--- START ---

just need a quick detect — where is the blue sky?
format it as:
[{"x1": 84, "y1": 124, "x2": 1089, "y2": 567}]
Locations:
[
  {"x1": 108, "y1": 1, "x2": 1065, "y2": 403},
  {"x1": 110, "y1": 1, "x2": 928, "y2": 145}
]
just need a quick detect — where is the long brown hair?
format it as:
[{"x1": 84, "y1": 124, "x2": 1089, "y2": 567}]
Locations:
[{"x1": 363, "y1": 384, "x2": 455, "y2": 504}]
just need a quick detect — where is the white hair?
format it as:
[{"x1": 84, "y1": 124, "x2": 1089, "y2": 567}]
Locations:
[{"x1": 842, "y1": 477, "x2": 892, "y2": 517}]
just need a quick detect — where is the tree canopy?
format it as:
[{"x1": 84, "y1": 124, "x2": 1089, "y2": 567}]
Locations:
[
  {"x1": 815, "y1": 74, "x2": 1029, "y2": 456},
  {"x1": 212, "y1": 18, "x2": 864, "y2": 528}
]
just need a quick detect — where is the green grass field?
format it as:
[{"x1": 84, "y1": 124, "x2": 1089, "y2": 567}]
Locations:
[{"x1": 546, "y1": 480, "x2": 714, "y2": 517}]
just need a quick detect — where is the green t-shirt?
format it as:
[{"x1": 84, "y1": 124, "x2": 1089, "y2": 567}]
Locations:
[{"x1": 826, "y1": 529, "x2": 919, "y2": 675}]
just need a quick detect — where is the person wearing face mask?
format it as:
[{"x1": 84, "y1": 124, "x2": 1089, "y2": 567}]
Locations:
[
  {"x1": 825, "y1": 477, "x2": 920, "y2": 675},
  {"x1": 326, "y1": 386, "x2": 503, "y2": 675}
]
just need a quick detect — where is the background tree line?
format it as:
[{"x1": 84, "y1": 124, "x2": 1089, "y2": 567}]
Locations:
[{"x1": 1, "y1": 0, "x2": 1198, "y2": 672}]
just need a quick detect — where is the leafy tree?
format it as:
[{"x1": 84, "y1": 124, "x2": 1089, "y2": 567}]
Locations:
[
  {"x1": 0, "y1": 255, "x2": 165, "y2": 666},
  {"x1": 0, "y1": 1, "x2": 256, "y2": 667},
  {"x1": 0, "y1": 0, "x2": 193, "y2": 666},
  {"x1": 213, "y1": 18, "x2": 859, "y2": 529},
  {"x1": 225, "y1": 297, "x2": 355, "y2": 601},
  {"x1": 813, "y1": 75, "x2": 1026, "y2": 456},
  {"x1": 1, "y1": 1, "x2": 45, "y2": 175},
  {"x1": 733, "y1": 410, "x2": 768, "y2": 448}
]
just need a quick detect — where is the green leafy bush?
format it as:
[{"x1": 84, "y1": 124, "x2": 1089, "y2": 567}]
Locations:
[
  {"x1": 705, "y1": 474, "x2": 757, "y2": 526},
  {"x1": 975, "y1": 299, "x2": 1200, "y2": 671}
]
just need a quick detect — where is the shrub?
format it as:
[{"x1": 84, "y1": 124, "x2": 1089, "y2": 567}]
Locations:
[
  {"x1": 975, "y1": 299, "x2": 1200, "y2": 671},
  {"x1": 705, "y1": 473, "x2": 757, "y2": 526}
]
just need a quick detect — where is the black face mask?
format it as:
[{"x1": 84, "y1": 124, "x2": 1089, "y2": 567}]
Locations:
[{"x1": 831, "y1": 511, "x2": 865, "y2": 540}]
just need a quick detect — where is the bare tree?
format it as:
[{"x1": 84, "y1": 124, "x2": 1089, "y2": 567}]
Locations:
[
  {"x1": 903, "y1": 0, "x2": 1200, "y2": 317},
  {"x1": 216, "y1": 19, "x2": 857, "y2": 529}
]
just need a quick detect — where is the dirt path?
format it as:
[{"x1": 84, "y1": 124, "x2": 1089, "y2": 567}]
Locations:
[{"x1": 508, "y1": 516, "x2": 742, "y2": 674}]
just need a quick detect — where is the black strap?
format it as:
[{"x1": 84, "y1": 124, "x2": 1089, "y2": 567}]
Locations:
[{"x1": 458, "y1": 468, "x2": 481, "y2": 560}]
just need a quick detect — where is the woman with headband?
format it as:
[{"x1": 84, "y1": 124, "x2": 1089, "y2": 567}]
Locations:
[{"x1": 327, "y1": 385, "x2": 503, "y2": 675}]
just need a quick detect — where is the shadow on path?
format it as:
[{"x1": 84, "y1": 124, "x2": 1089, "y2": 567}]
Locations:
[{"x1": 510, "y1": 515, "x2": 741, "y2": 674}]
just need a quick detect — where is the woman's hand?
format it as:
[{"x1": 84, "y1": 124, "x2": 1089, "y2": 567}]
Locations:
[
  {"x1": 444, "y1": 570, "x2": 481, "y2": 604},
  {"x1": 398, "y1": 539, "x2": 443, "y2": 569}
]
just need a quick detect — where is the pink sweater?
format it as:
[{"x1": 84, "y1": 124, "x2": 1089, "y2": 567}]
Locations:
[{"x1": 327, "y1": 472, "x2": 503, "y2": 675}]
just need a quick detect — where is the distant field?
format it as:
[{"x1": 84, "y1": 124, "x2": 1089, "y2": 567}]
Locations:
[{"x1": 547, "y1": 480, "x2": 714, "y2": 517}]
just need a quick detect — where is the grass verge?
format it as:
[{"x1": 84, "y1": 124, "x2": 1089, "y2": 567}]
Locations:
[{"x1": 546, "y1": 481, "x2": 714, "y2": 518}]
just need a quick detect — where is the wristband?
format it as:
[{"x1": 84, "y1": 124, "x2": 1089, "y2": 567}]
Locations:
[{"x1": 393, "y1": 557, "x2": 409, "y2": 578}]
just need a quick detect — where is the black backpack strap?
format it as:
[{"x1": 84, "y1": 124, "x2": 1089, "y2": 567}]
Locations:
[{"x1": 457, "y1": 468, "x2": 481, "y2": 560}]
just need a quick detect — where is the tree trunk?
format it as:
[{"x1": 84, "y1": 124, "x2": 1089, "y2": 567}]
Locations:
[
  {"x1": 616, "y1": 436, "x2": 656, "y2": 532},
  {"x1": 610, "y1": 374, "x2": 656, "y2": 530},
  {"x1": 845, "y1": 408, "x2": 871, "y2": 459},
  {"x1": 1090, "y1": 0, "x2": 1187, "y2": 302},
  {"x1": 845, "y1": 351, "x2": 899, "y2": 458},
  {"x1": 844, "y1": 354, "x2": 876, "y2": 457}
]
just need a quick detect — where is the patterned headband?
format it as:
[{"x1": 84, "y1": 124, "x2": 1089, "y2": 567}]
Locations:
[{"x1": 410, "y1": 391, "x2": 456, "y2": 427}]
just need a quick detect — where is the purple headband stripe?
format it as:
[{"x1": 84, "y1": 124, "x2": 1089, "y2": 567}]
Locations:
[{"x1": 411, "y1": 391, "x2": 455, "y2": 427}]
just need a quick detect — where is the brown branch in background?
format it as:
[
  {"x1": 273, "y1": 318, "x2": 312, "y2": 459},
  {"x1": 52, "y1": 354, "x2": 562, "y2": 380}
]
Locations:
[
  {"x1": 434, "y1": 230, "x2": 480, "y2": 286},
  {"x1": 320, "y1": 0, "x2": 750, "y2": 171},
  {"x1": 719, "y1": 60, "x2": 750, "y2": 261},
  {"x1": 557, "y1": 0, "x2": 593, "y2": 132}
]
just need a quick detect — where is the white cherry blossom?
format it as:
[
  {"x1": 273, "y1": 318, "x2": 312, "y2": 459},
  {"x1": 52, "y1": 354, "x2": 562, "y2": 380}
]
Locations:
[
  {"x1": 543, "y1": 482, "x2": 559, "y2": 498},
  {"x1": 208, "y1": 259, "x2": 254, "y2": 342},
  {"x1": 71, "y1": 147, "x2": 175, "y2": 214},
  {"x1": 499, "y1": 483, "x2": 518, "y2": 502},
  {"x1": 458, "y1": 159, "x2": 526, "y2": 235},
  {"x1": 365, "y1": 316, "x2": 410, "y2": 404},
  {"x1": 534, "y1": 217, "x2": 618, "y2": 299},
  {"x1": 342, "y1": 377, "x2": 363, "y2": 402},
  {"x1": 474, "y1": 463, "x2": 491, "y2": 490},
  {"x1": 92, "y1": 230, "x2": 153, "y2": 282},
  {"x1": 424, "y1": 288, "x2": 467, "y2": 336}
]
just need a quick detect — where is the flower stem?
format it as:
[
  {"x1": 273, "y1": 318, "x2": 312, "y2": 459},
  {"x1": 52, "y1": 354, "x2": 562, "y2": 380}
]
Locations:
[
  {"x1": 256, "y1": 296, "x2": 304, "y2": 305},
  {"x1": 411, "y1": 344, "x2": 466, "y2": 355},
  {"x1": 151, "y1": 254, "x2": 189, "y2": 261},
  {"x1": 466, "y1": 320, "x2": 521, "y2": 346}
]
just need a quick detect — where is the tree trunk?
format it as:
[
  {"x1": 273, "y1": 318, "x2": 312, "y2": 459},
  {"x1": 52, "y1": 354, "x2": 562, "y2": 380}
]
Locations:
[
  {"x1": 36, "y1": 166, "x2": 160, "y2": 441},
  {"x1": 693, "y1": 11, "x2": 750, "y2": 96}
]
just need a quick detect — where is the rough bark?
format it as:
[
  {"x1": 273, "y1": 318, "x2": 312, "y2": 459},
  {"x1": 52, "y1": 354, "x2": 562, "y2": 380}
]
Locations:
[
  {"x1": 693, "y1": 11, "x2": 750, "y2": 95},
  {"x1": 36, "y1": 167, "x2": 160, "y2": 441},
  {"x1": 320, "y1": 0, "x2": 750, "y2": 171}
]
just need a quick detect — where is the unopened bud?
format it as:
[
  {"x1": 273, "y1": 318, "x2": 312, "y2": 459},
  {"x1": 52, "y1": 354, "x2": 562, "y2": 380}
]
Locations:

--- END ---

* _PROBLEM DETAILS_: Search the records for the string "green" and report each line that has it.

* _EXERCISE RESULT_:
just need a quick detect — where is the green grass field?
just need a quick detect — where is the green t-shirt?
just need a quick detect — where is the green leafy bush?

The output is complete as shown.